> **DOCUMENT EXTRACT**:
>> begin

USS Clifton Sprague (FFG-16) was an  guided missile frigate of the United States Navy, the tenth ship of that class. She was named for Vice Admiral Clifton A. F. Sprague (1896–1955), hero of the Battle off Samar action of the Battle of Leyte Gulf, where he received the Navy Cross. Clifton Sprague (FFG-16) was the first ship of that name in the US Navy. She was transferred to the Turkish Naval Forces in 1997 as TCG Gaziantep (F 490) and remains in active service.

History
Ordered from Bath Iron Works on 27 February 1976 as part of the FY76 program, Clifton Sprague was laid down 30 July 1979, launched 16 February 1980, and commissioned 21 March 1981.

>> end

> **GIVEN TASK A**: According to the USS Clifton Sprague text, on what date was the ship commissioned?

> **RECORDS PROVIDED**:
>> begin

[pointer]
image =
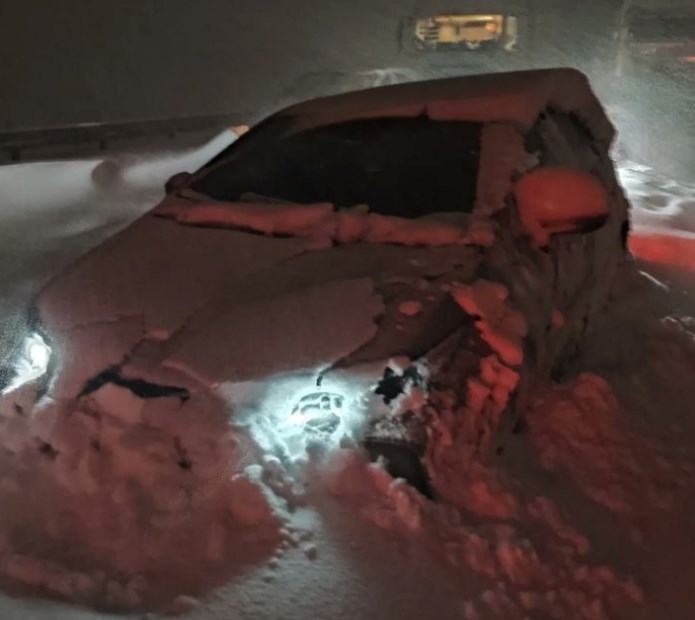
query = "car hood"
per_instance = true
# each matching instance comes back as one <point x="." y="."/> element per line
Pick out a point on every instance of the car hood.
<point x="165" y="300"/>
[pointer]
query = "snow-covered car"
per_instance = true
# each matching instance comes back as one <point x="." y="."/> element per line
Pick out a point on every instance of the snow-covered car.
<point x="392" y="267"/>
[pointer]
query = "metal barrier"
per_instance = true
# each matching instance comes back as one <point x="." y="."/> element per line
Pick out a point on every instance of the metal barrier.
<point x="94" y="139"/>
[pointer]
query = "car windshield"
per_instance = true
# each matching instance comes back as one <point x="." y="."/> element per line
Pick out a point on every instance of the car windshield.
<point x="408" y="167"/>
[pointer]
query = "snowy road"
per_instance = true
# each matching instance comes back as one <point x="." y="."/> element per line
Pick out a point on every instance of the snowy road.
<point x="53" y="212"/>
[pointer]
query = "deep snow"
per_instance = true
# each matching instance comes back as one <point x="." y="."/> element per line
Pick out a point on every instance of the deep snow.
<point x="586" y="513"/>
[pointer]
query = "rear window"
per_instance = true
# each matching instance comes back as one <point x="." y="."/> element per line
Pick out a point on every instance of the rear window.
<point x="405" y="167"/>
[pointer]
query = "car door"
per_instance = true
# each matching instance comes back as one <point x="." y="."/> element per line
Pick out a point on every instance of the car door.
<point x="583" y="262"/>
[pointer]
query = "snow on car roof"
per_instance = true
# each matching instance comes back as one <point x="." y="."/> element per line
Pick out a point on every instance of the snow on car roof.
<point x="518" y="96"/>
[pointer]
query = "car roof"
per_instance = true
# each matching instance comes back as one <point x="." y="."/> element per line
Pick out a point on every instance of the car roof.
<point x="518" y="97"/>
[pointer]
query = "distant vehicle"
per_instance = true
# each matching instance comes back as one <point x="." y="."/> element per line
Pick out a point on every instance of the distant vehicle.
<point x="393" y="267"/>
<point x="457" y="31"/>
<point x="659" y="39"/>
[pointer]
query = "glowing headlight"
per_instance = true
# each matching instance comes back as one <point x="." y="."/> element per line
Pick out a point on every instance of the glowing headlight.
<point x="32" y="363"/>
<point x="37" y="353"/>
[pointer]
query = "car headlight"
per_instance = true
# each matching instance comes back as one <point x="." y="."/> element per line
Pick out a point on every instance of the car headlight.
<point x="31" y="363"/>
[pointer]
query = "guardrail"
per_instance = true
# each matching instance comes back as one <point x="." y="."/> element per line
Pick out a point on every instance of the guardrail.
<point x="93" y="139"/>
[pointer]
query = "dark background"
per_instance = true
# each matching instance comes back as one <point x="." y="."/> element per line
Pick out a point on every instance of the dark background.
<point x="70" y="61"/>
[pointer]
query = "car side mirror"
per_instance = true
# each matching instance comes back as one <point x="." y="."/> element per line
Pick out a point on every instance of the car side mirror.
<point x="553" y="200"/>
<point x="176" y="181"/>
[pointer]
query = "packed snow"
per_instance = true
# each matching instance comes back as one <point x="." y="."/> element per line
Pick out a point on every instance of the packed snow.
<point x="133" y="503"/>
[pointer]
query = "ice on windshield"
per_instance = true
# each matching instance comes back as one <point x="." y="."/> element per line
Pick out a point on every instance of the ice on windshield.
<point x="407" y="167"/>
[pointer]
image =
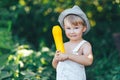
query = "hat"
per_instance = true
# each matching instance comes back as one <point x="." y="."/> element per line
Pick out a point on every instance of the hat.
<point x="77" y="11"/>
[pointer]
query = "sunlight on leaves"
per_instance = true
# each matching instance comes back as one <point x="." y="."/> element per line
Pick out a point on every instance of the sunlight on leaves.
<point x="100" y="8"/>
<point x="22" y="2"/>
<point x="27" y="9"/>
<point x="93" y="23"/>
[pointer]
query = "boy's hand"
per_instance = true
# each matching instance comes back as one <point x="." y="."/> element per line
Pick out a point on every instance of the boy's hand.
<point x="60" y="56"/>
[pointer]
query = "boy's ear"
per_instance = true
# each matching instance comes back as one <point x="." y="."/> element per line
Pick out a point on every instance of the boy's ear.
<point x="84" y="29"/>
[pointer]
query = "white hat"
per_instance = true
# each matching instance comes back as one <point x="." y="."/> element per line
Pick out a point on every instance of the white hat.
<point x="77" y="11"/>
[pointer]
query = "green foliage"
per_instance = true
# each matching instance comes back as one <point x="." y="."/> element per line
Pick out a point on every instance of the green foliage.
<point x="30" y="22"/>
<point x="28" y="64"/>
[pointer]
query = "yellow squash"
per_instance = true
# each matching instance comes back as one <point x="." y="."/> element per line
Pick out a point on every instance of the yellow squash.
<point x="57" y="35"/>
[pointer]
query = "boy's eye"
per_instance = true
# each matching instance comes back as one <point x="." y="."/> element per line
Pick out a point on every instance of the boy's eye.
<point x="76" y="27"/>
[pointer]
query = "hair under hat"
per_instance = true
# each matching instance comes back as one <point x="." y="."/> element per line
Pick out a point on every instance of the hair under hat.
<point x="77" y="11"/>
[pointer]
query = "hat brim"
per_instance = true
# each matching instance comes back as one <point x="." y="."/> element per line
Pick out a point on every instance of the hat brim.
<point x="77" y="11"/>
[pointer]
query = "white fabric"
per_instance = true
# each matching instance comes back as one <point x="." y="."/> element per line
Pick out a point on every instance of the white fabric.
<point x="69" y="70"/>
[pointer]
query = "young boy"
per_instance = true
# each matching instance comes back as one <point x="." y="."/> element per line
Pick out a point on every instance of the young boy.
<point x="78" y="52"/>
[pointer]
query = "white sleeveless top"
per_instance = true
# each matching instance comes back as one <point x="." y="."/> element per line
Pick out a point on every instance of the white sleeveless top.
<point x="69" y="70"/>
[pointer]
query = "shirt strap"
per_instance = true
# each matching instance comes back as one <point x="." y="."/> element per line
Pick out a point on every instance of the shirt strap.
<point x="75" y="50"/>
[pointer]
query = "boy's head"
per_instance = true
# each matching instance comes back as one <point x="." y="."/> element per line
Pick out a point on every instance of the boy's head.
<point x="77" y="12"/>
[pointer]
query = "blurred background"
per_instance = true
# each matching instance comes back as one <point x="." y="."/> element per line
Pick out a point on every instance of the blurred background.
<point x="27" y="46"/>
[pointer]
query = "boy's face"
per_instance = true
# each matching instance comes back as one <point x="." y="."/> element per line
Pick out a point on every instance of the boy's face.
<point x="74" y="32"/>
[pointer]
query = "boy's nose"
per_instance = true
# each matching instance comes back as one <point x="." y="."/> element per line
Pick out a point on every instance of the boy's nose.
<point x="72" y="30"/>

>> end

> **GIVEN TASK B**: Identify every line in the entries that contains the word "brim", and copy each of those lines.

> **FINAL RESULT A**: 21 March 1981

> **FINAL RESULT B**:
query = "hat brim"
Pick out a point on every instance of the hat brim.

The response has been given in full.